**ASSIGNMENT:**
Nothing but the lines from the one that contains "Label a point on each instance of the jagged" to the end of the records should be printed, both ends included, exactly as given.

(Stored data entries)
***
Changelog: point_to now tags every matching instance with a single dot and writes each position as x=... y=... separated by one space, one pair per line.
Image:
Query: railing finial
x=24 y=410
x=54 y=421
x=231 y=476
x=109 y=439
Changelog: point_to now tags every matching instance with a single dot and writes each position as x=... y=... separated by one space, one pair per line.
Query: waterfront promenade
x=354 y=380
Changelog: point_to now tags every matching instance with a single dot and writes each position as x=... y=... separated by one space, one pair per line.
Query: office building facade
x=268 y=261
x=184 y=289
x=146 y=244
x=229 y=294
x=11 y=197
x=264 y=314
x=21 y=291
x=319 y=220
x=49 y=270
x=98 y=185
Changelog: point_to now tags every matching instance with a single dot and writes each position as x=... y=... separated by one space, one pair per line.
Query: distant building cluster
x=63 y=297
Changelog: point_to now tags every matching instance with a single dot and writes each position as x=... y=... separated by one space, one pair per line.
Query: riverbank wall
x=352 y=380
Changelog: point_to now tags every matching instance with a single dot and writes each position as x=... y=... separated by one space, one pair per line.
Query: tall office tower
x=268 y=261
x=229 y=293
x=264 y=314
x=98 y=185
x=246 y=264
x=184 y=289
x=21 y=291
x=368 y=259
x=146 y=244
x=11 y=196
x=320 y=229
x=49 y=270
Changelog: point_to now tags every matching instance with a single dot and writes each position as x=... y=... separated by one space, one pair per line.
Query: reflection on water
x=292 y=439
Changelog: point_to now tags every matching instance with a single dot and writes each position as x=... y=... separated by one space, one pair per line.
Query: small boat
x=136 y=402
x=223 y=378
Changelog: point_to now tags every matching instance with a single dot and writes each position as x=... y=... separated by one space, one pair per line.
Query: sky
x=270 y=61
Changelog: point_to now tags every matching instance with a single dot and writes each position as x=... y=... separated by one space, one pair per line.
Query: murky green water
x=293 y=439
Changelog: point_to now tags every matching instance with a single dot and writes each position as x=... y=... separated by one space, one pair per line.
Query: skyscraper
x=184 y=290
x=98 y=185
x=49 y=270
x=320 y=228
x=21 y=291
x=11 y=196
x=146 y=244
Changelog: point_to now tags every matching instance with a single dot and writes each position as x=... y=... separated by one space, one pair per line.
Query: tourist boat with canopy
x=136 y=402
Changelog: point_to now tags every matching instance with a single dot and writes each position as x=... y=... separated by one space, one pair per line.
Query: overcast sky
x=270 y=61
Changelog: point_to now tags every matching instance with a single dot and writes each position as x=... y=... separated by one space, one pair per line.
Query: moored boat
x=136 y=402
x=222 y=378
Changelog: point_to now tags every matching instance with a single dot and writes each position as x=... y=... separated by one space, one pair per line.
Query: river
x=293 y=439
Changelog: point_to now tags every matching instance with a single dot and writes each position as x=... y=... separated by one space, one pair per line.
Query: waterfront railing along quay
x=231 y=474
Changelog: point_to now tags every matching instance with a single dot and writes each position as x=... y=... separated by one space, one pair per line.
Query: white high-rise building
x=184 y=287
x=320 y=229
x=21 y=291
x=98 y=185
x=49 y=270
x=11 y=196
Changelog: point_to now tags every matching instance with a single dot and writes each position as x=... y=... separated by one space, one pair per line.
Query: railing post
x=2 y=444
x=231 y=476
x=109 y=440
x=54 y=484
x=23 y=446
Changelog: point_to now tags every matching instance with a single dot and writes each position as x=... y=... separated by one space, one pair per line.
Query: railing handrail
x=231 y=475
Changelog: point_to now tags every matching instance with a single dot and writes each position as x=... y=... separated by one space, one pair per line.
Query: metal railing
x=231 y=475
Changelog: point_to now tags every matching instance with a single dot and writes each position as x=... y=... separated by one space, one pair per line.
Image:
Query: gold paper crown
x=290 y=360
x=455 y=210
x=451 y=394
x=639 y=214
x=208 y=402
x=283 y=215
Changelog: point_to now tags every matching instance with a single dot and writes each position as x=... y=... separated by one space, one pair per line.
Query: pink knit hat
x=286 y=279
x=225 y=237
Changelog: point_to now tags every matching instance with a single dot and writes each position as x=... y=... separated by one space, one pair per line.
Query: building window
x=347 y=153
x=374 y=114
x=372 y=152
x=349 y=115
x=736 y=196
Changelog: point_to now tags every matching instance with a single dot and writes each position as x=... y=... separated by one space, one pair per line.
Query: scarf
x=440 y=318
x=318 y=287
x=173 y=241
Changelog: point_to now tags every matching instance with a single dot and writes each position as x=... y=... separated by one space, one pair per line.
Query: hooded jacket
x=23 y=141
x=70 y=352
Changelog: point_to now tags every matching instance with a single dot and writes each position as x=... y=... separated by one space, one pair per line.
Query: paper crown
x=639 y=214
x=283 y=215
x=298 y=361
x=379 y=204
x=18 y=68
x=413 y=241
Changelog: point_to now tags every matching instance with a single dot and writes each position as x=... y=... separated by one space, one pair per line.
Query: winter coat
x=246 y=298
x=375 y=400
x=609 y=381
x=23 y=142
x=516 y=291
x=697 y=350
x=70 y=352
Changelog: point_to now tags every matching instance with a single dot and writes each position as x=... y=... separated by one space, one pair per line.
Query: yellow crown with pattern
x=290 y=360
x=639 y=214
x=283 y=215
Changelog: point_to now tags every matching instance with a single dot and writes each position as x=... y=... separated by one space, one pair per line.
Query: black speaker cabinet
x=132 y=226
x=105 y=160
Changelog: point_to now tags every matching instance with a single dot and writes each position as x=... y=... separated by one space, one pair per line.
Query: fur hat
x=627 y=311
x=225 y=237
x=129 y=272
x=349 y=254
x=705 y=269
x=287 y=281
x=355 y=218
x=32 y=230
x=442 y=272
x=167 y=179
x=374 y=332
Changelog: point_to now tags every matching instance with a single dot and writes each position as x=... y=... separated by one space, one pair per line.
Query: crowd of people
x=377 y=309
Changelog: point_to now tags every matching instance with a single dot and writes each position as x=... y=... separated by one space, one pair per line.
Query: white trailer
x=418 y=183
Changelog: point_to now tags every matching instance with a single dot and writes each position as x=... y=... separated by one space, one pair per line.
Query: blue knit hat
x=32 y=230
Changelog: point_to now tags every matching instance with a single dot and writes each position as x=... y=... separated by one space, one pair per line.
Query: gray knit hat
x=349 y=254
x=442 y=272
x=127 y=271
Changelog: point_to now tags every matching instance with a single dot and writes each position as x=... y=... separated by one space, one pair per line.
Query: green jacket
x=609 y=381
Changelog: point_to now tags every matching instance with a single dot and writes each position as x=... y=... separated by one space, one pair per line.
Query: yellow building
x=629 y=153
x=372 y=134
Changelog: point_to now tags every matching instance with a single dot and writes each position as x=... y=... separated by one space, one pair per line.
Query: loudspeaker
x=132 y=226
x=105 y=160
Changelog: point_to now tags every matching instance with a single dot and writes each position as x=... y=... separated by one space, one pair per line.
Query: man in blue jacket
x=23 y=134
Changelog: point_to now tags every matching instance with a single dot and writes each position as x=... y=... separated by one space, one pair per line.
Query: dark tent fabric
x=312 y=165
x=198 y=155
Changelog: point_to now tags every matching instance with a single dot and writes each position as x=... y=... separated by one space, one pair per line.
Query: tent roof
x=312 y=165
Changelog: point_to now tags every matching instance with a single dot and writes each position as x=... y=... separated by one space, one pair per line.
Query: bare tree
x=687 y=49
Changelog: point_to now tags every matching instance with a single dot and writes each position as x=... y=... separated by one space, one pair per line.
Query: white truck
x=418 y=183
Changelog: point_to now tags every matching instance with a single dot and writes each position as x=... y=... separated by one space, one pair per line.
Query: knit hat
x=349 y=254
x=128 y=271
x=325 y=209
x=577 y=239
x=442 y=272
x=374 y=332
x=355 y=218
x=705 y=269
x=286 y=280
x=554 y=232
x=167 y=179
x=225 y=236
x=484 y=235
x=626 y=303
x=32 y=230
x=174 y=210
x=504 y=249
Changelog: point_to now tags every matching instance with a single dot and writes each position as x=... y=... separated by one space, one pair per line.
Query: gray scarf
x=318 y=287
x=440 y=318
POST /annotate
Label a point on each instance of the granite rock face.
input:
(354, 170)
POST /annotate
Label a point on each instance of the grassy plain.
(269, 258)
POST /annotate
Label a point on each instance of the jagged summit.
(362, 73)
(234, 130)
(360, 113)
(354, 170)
***
**PROBLEM SOLUTION:**
Label a point on each instance of the jagged summit.
(362, 73)
(234, 130)
(360, 113)
(354, 170)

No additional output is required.